## Given problem
Copy every record below exactly.

## Available records

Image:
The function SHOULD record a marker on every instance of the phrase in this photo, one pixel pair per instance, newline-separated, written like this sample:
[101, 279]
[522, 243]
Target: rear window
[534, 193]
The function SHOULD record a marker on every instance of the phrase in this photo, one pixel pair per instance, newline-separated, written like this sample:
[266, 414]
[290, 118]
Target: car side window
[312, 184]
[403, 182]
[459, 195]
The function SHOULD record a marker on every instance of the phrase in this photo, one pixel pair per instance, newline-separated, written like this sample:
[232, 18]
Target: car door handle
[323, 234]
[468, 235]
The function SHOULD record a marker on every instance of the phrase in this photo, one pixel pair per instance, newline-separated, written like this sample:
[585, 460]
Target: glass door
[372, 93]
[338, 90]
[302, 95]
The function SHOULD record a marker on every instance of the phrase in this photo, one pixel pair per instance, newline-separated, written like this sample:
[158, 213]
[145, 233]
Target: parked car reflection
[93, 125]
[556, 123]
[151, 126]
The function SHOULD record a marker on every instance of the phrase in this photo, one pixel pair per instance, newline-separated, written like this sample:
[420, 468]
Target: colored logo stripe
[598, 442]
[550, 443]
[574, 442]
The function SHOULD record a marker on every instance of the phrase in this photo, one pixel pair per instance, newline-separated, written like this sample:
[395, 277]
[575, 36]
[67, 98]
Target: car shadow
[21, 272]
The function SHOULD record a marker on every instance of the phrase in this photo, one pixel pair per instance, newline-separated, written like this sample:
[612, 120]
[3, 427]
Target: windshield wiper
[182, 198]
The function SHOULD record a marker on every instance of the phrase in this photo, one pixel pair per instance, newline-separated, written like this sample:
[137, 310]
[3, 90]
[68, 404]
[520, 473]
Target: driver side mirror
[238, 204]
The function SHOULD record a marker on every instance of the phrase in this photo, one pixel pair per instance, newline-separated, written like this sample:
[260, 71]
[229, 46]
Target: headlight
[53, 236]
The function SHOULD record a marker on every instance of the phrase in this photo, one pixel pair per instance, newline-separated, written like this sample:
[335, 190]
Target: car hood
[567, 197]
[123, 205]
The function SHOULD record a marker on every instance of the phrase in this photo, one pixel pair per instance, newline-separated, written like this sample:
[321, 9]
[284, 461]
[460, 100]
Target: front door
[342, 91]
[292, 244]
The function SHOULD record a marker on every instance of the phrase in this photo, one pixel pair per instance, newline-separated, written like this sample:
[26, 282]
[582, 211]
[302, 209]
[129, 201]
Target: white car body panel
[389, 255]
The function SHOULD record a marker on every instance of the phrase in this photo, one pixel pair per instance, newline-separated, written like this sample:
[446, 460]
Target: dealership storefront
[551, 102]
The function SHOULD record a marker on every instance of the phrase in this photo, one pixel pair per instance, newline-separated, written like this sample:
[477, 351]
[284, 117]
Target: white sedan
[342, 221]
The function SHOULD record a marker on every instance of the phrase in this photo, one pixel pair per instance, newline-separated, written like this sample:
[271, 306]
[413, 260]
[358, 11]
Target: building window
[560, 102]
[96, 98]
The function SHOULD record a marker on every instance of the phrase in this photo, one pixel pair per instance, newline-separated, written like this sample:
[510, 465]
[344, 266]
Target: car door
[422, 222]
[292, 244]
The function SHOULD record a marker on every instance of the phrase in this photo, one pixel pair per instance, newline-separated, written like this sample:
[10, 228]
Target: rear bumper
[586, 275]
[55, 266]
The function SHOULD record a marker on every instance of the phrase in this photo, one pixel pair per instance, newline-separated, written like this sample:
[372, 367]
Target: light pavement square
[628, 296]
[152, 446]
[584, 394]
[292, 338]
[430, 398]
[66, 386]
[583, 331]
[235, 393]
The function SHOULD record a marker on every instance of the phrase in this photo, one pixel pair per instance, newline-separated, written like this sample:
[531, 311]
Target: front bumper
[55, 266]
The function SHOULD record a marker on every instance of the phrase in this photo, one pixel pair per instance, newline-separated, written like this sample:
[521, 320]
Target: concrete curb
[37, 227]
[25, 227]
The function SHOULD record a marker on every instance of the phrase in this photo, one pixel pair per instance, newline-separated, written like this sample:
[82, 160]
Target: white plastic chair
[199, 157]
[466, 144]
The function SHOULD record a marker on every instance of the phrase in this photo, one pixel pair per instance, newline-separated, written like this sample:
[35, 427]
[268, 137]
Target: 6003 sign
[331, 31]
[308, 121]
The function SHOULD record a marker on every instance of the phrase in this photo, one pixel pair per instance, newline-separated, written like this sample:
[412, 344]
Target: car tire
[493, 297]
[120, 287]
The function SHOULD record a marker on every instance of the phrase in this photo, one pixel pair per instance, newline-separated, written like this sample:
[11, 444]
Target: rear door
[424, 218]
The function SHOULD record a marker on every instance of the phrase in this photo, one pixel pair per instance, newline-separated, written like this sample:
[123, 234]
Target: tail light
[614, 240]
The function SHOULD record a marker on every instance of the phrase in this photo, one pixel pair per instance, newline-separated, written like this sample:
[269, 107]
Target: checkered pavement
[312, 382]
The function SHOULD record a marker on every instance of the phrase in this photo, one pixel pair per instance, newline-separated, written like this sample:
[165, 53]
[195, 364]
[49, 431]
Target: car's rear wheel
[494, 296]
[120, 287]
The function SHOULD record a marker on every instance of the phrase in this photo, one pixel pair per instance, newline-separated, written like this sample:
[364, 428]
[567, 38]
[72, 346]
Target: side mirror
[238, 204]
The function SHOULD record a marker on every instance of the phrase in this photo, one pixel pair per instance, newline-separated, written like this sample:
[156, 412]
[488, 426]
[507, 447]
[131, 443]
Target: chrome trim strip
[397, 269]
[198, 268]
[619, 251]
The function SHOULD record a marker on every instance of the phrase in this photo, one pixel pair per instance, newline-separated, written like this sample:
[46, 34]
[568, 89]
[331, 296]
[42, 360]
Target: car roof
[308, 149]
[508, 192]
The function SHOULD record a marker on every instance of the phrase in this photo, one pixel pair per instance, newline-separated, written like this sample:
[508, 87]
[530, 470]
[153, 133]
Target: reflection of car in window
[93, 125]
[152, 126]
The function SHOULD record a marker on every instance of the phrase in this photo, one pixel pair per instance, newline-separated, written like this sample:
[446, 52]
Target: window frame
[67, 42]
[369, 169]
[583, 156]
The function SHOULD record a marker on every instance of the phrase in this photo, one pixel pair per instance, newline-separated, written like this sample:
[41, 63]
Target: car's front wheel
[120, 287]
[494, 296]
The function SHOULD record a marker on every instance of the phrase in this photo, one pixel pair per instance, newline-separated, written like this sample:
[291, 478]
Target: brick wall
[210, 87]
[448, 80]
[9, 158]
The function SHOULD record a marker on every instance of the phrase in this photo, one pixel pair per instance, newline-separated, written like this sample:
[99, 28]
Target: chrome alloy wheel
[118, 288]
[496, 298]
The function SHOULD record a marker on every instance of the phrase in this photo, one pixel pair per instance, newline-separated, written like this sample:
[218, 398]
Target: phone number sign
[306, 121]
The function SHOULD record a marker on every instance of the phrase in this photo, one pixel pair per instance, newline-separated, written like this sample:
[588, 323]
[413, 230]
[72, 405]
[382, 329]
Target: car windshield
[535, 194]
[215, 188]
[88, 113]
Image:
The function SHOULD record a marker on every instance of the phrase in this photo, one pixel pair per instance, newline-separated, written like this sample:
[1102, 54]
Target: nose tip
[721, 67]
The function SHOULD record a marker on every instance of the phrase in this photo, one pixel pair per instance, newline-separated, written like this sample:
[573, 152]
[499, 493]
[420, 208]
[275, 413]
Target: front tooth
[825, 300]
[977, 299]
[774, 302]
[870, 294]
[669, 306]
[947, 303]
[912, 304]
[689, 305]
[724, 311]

## Response to this exercise
Image:
The function SHOULD record a marker on every instance of the phrase in this photo, one pixel pair per instance, newline-separated, written like this sample:
[101, 279]
[522, 243]
Target: rear window
[534, 193]
The function SHOULD record a marker on every instance of the phrase in this photo, one pixel pair per instance, newline-separated, written like this sample:
[266, 414]
[290, 118]
Target: car side window
[312, 184]
[403, 182]
[459, 195]
The function SHOULD record a marker on every instance of the phrase in this photo, one pixel pair per instance, newline-separated, written like this sample:
[232, 18]
Target: car door handle
[323, 234]
[468, 235]
The function SHOULD record a marker on every instance of the phrase in this photo, one pixel pair per instance, newline-separated, written like this sample:
[585, 460]
Target: glass door
[372, 93]
[338, 90]
[302, 95]
The function SHOULD record a marker on every instance of the phrase in this photo, one pixel pair per instance, newline-separated, written like this sample:
[158, 213]
[145, 233]
Target: parked car reflection
[93, 125]
[556, 123]
[151, 126]
The function SHOULD record a marker on every instance of the phrase in this photo, one pixel pair per instance, newline-separated, written like this sample:
[420, 468]
Target: colored logo stripe
[598, 442]
[550, 443]
[574, 442]
The function SHOULD record a marker on every instance of the phrase in this photo, one pixel pair per instance, newline-separated, written like this sample:
[395, 277]
[575, 36]
[67, 98]
Target: car shadow
[21, 272]
The function SHOULD record a marker on every instance of the phrase in this photo, one pixel pair per instance, newline-separated, written like this sample:
[612, 120]
[3, 427]
Target: windshield wiper
[182, 198]
The function SHOULD record a marker on every instance of the phrase in this photo, one pixel pair per instance, newline-separated, written like this sample:
[137, 310]
[3, 90]
[68, 404]
[520, 473]
Target: driver side mirror
[238, 204]
The function SHOULD record a marker on every instance of the phrase in this photo, one pixel pair per instance, newline-separated, written like this sample:
[260, 71]
[229, 46]
Target: headlight
[53, 236]
The function SHOULD record a marker on every instance of the phrase in this photo, one pixel pair per instance, newline-separated, written like this sample:
[335, 190]
Target: car hood
[567, 197]
[123, 205]
The function SHOULD record a marker on every instance of the phrase in this photo, one pixel pair per instance, newline-separated, written like this sample:
[321, 9]
[284, 461]
[460, 100]
Target: front door
[342, 91]
[292, 244]
The function SHOULD record a marker on every instance of the phrase in this photo, one pixel pair per instance, newline-separated, written like this sample:
[26, 282]
[582, 211]
[302, 209]
[129, 201]
Target: white car body panel
[389, 255]
The function SHOULD record a marker on every instance of the phrase in this photo, one pixel pair per instance, newline-separated, written like this sample:
[446, 460]
Target: dealership storefront
[551, 102]
The function SHOULD record a marker on every instance of the phrase in this photo, one pixel pair per instance, newline-separated, written like this sample:
[477, 351]
[284, 117]
Target: white sedan
[342, 221]
The function SHOULD record a marker on every instance of the phrase in this photo, one pixel pair per instance, newline-separated, written like this sample:
[271, 306]
[413, 260]
[358, 11]
Target: building window
[560, 102]
[96, 98]
The function SHOULD record a marker on every instance of the phrase in this photo, one pixel pair per instance, newline-separated, written like this sample:
[510, 465]
[344, 266]
Target: car door
[422, 222]
[292, 244]
The function SHOULD record a marker on every instance of the phrase in this photo, one pixel pair per instance, newline-separated, written like this sample:
[10, 228]
Target: rear bumper
[586, 275]
[55, 266]
The function SHOULD record a marker on every instance of the phrase in this photo, one pixel pair per instance, newline-separated, written like this sample:
[372, 367]
Target: light pavement square
[628, 296]
[152, 446]
[584, 394]
[292, 338]
[430, 398]
[66, 386]
[583, 331]
[235, 393]
The function SHOULD record a marker on every instance of the phrase in this photo, one pixel pair per instance, newline-separated, written like this sample:
[531, 311]
Target: front bumper
[55, 266]
The function SHOULD record a marker on every instance of the phrase in this photo, one pixel pair per instance, newline-separated, written like this sample:
[521, 320]
Target: concrete curb
[37, 227]
[25, 227]
The function SHOULD record a marker on every instance of the phrase in this photo, one pixel pair per instance, newline-separated, written like this sample:
[82, 160]
Target: white plastic chair
[199, 157]
[466, 144]
The function SHOULD record a marker on every instance of the phrase in this photo, one pixel pair per instance, newline-separated, written like this sample:
[35, 427]
[268, 137]
Target: 6003 sign
[331, 31]
[308, 121]
The function SHOULD record a marker on every instance of the phrase in this photo, one pixel pair per instance, newline-separated, written like this sample:
[412, 344]
Target: car tire
[493, 297]
[120, 287]
The function SHOULD record a marker on every instance of the phrase in this photo, one pixel pair per instance, newline-separated, written like this sample:
[11, 444]
Target: rear door
[424, 218]
The function SHOULD record a marker on every instance of the phrase in this photo, one pixel pair per instance, newline-separated, written like this sample:
[123, 234]
Target: tail light
[614, 240]
The function SHOULD record a marker on every instance of the phrase in this photo, one pixel pair per instance, newline-separated, written like this sample:
[269, 107]
Target: checkered pavement
[312, 382]
The function SHOULD record a marker on every instance of the phrase in this photo, one pixel pair per instance, newline-separated, written like this sample:
[165, 53]
[195, 364]
[49, 431]
Target: car's rear wheel
[494, 296]
[120, 287]
The function SHOULD record a marker on every instance of the phrase in this photo, one pixel pair per instance, newline-separated, written like this sample:
[364, 428]
[567, 38]
[72, 346]
Target: side mirror
[238, 204]
The function SHOULD record a marker on every instance of the phrase in this photo, one pixel pair per instance, newline-separated, written like this sample:
[156, 412]
[488, 426]
[507, 447]
[131, 443]
Target: chrome trim strip
[397, 269]
[198, 268]
[619, 251]
The function SHOULD record a marker on every instance of the phrase in this photo, one pixel pair per instance, newline-separated, written like this sample:
[46, 34]
[568, 89]
[331, 296]
[42, 360]
Target: car roof
[308, 149]
[508, 192]
The function SHOULD record a marker on every instance of the phrase in this photo, one pixel pair per instance, newline-separated, written like this sample:
[508, 87]
[530, 470]
[153, 133]
Target: reflection of car in window
[93, 125]
[152, 126]
The function SHOULD record a marker on every instance of the phrase in this photo, one pixel pair per instance, newline-separated, written like this sample:
[446, 52]
Target: window frame
[67, 42]
[369, 169]
[583, 156]
The function SHOULD record a marker on every instance of the phrase in this photo, one pixel pair per instance, newline-separated, written like this sample:
[41, 63]
Target: car's front wheel
[120, 287]
[494, 296]
The function SHOULD record a marker on every instance of the phrase in this photo, one pixel pair per instance, newline-separated, written like this sample:
[291, 478]
Target: brick wall
[210, 87]
[448, 80]
[9, 158]
The function SHOULD record a marker on every instance of the phrase in this photo, one pixel pair per instance, newline-separated, written like this sample:
[99, 28]
Target: chrome alloy wheel
[118, 288]
[496, 298]
The function SHOULD record a marker on every instance of the phrase in this photo, one pixel pair per instance, newline-separated, written like this sample:
[218, 398]
Target: phone number sign
[306, 121]
The function SHOULD record a marker on every instance of the phrase in this photo, one pixel pair per instance, newline-separated, written like this sample:
[588, 323]
[413, 230]
[72, 405]
[382, 329]
Target: car windshield
[535, 194]
[215, 188]
[88, 113]
Image:
The function SHOULD record a marker on every instance of the phrase in this photo, one pixel pair per instance, newline-separated, written like this sample:
[1102, 54]
Target: nose tip
[721, 67]
The function SHOULD record a marker on every instance of the phrase in this photo, one pixel pair per instance, newline-separated, written like this sample:
[573, 152]
[499, 493]
[420, 208]
[275, 413]
Target: front tooth
[825, 300]
[977, 299]
[774, 302]
[870, 294]
[669, 306]
[947, 303]
[912, 304]
[689, 305]
[724, 311]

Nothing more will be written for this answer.